*Aim*.
Please print every one of the entries below word for word, changing nothing.
•••••
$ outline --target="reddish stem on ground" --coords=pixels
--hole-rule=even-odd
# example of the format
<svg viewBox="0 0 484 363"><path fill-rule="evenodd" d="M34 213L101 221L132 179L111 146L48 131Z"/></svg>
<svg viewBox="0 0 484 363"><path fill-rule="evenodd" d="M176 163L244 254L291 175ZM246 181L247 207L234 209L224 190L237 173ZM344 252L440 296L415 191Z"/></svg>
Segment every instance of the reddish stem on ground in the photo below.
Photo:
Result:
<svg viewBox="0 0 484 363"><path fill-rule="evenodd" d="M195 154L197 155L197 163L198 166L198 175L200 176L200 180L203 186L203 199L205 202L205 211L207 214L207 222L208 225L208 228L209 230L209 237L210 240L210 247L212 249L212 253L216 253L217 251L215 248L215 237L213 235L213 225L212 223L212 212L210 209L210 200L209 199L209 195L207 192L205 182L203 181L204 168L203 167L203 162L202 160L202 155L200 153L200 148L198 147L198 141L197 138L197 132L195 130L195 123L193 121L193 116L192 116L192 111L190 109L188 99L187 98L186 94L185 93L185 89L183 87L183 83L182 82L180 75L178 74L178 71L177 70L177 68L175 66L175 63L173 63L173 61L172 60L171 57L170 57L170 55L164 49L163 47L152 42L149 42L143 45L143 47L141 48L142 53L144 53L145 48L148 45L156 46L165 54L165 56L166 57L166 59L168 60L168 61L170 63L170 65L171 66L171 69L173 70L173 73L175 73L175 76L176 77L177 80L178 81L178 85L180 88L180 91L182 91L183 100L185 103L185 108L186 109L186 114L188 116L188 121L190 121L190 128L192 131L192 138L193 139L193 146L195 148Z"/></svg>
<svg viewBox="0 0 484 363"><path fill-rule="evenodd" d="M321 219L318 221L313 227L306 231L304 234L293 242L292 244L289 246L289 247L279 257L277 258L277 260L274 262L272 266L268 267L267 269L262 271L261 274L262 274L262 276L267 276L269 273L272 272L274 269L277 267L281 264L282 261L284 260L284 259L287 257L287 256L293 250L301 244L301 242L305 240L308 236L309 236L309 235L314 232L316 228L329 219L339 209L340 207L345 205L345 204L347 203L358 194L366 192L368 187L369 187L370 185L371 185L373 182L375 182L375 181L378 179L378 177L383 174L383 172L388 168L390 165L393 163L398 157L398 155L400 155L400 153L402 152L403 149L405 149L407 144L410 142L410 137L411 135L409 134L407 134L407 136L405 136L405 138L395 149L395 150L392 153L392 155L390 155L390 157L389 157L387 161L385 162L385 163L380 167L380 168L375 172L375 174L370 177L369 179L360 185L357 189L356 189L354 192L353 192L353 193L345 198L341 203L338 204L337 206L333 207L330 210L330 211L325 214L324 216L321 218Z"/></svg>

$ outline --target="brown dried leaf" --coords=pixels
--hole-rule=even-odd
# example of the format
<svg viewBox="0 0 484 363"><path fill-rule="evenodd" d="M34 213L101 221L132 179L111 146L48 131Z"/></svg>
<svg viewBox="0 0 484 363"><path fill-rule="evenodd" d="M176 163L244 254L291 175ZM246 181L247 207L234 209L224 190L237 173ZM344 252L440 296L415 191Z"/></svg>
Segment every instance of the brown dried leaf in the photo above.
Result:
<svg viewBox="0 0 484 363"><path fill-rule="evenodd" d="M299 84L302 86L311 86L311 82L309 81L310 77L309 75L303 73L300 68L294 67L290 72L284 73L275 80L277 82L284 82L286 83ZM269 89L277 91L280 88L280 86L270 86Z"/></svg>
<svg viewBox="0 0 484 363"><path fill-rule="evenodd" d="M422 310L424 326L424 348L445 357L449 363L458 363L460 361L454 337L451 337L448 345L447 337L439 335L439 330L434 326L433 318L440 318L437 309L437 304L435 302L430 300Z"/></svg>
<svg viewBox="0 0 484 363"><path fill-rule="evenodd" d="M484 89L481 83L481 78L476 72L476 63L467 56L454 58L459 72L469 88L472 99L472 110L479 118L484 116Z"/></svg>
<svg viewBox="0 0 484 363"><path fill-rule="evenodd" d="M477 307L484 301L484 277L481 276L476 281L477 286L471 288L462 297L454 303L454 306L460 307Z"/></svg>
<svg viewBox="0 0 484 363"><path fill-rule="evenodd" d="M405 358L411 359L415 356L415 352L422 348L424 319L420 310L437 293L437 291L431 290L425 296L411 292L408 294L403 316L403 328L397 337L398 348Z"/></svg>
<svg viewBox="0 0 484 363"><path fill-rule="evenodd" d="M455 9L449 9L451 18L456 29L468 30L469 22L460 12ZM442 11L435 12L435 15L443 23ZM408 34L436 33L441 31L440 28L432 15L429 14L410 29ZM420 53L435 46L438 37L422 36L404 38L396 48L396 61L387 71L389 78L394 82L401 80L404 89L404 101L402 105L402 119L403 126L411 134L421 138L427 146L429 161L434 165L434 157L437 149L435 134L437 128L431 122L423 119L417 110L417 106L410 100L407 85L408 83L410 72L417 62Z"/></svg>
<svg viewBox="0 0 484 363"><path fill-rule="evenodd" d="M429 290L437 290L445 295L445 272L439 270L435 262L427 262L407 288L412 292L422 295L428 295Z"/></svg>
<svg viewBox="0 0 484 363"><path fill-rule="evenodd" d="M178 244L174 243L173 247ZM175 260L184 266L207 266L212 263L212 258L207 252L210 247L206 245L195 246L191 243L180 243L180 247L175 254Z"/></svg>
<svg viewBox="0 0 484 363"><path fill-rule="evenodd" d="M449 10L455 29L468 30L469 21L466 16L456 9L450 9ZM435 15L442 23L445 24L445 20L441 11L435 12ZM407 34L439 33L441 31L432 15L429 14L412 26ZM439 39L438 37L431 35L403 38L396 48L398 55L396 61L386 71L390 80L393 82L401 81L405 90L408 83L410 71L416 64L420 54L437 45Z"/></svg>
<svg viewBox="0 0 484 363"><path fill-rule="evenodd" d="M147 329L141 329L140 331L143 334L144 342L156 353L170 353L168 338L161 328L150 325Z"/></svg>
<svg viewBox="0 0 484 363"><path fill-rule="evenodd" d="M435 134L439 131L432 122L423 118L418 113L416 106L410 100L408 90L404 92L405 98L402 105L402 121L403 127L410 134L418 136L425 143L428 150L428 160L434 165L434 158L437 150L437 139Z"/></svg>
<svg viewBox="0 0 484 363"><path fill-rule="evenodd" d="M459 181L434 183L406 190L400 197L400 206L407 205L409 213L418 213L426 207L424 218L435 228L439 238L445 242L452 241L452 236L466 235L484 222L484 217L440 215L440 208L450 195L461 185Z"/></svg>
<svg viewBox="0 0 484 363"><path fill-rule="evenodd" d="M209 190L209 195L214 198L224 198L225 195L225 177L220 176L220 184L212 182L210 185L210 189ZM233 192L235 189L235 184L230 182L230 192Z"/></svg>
•••••
*Worked solution*.
$ outline --target="reddish stem on ground" --coords=pixels
--hole-rule=even-odd
# example of the format
<svg viewBox="0 0 484 363"><path fill-rule="evenodd" d="M34 213L101 221L132 179L111 146L48 131Z"/></svg>
<svg viewBox="0 0 484 363"><path fill-rule="evenodd" d="M176 163L244 254L291 175ZM246 181L247 207L234 209L224 190L237 173ZM344 252L440 296L415 191Z"/></svg>
Segment every instance of the reddish stem on ground in the photo below.
Photo:
Result:
<svg viewBox="0 0 484 363"><path fill-rule="evenodd" d="M195 154L197 155L197 163L198 166L198 175L200 176L200 180L203 186L203 199L205 202L205 211L207 214L207 222L208 225L208 228L209 230L209 237L210 240L210 247L212 249L212 253L216 253L217 251L215 248L215 237L213 235L213 225L212 223L212 212L210 209L210 200L209 199L209 195L207 192L205 182L203 181L204 168L203 167L203 162L202 160L202 155L200 153L200 148L198 147L198 141L197 138L197 132L195 130L195 123L193 121L193 116L192 116L192 111L190 109L188 99L187 98L186 94L185 93L185 89L183 87L183 83L182 82L180 75L178 74L178 71L177 70L177 68L175 66L175 63L173 63L173 61L172 60L171 57L170 57L170 55L164 49L163 47L152 42L149 42L143 45L143 47L141 48L142 53L144 53L145 48L148 45L156 46L165 54L165 56L166 57L166 59L168 60L168 61L170 63L170 65L171 66L171 69L173 70L173 73L175 73L175 76L176 77L177 80L178 81L178 85L180 88L180 91L182 91L183 100L185 103L185 108L186 109L186 114L188 116L188 121L190 121L190 128L192 131L192 138L193 139L193 146L195 148Z"/></svg>
<svg viewBox="0 0 484 363"><path fill-rule="evenodd" d="M321 219L318 221L313 227L306 231L304 234L293 242L292 244L289 246L289 247L279 257L277 258L277 260L274 262L272 266L268 267L267 269L262 271L261 274L262 274L262 276L267 276L269 273L272 272L274 269L277 267L281 264L282 261L284 260L284 259L287 257L287 256L293 250L301 244L301 242L305 240L308 236L309 236L309 235L314 232L316 228L329 219L339 209L340 207L345 205L345 204L347 203L358 194L366 192L368 187L369 187L370 185L371 185L373 182L375 182L375 181L378 179L378 177L383 174L383 172L388 168L390 165L393 163L398 157L398 155L400 155L400 153L402 152L403 149L405 149L407 144L410 142L410 137L411 135L409 134L407 134L407 136L405 136L405 138L395 149L395 150L392 153L392 155L390 155L390 157L389 157L387 161L385 162L385 163L380 167L380 168L375 172L375 174L370 177L369 179L360 185L357 189L356 189L354 192L353 192L353 193L345 198L341 203L338 204L337 206L333 207L330 210L330 211L325 214L324 216L321 218Z"/></svg>

$ outline --target="brown dried leaf" --coords=pixels
--hole-rule=even-odd
# example of the format
<svg viewBox="0 0 484 363"><path fill-rule="evenodd" d="M34 213L101 221L132 179L111 146L48 131Z"/></svg>
<svg viewBox="0 0 484 363"><path fill-rule="evenodd" d="M176 163L244 254L291 175ZM246 181L247 207L234 209L224 190L237 173ZM344 252L440 296L415 191Z"/></svg>
Segment every instance of the brown dried leaf in the photo above.
Result:
<svg viewBox="0 0 484 363"><path fill-rule="evenodd" d="M299 84L302 86L311 86L311 82L309 81L310 77L309 75L303 73L300 68L294 67L290 72L284 73L275 80L277 82L284 82L286 83ZM269 89L277 91L280 88L280 86L270 86Z"/></svg>
<svg viewBox="0 0 484 363"><path fill-rule="evenodd" d="M422 310L424 326L424 348L445 357L449 363L458 363L460 361L454 337L451 337L448 345L447 337L439 335L439 330L434 326L433 318L440 318L437 309L437 304L435 302L430 300Z"/></svg>
<svg viewBox="0 0 484 363"><path fill-rule="evenodd" d="M484 89L481 83L481 78L476 72L476 63L467 56L454 58L459 72L469 88L472 99L472 110L479 118L484 116Z"/></svg>
<svg viewBox="0 0 484 363"><path fill-rule="evenodd" d="M477 307L484 301L484 277L481 276L476 281L477 286L471 288L462 297L454 303L454 306L460 307Z"/></svg>
<svg viewBox="0 0 484 363"><path fill-rule="evenodd" d="M405 358L411 359L415 356L415 352L422 348L424 319L420 310L437 293L437 291L431 290L425 296L411 292L408 294L403 316L403 328L397 337L398 348Z"/></svg>
<svg viewBox="0 0 484 363"><path fill-rule="evenodd" d="M455 9L449 9L451 18L456 29L468 30L469 22L460 12ZM442 11L435 12L435 15L443 23ZM408 34L436 33L441 31L440 28L432 15L429 14L410 29ZM420 53L435 46L438 37L422 36L404 38L396 48L396 61L387 71L389 78L394 82L401 80L404 89L404 101L402 105L402 119L403 126L411 134L421 138L427 146L429 161L434 165L434 157L437 149L435 134L437 128L431 122L423 119L417 110L417 106L410 100L407 85L408 83L410 72L417 62Z"/></svg>
<svg viewBox="0 0 484 363"><path fill-rule="evenodd" d="M429 290L437 290L445 295L445 272L439 270L435 262L427 262L407 288L412 292L422 295L428 295Z"/></svg>
<svg viewBox="0 0 484 363"><path fill-rule="evenodd" d="M178 244L174 243L173 247ZM175 260L184 266L207 266L212 263L212 258L207 252L210 247L206 245L195 246L191 243L180 243L180 247L175 254Z"/></svg>
<svg viewBox="0 0 484 363"><path fill-rule="evenodd" d="M449 10L455 29L468 30L469 21L466 16L456 9L450 9ZM435 15L442 23L445 24L445 20L441 11L435 12ZM407 34L439 33L441 31L432 15L429 14L412 26ZM439 39L438 37L431 35L403 38L396 48L398 55L396 61L386 71L390 80L393 82L401 81L405 90L408 83L410 71L416 64L420 54L437 45Z"/></svg>
<svg viewBox="0 0 484 363"><path fill-rule="evenodd" d="M147 329L141 329L140 331L143 334L144 342L156 353L170 353L168 338L161 328L150 325Z"/></svg>
<svg viewBox="0 0 484 363"><path fill-rule="evenodd" d="M435 134L439 131L432 122L423 118L418 113L416 106L410 100L408 90L404 92L405 98L402 105L402 121L403 127L410 134L418 136L425 143L428 150L428 160L434 165L434 158L437 150L437 139Z"/></svg>
<svg viewBox="0 0 484 363"><path fill-rule="evenodd" d="M459 181L434 183L406 190L400 197L400 206L407 205L409 213L418 213L426 207L424 218L435 228L439 238L445 242L452 241L452 236L466 235L484 222L484 217L440 215L440 208L450 195L461 185Z"/></svg>
<svg viewBox="0 0 484 363"><path fill-rule="evenodd" d="M209 190L209 195L214 198L224 198L225 195L225 177L220 176L220 184L212 182L210 185L210 189ZM233 192L235 189L235 184L230 182L230 192Z"/></svg>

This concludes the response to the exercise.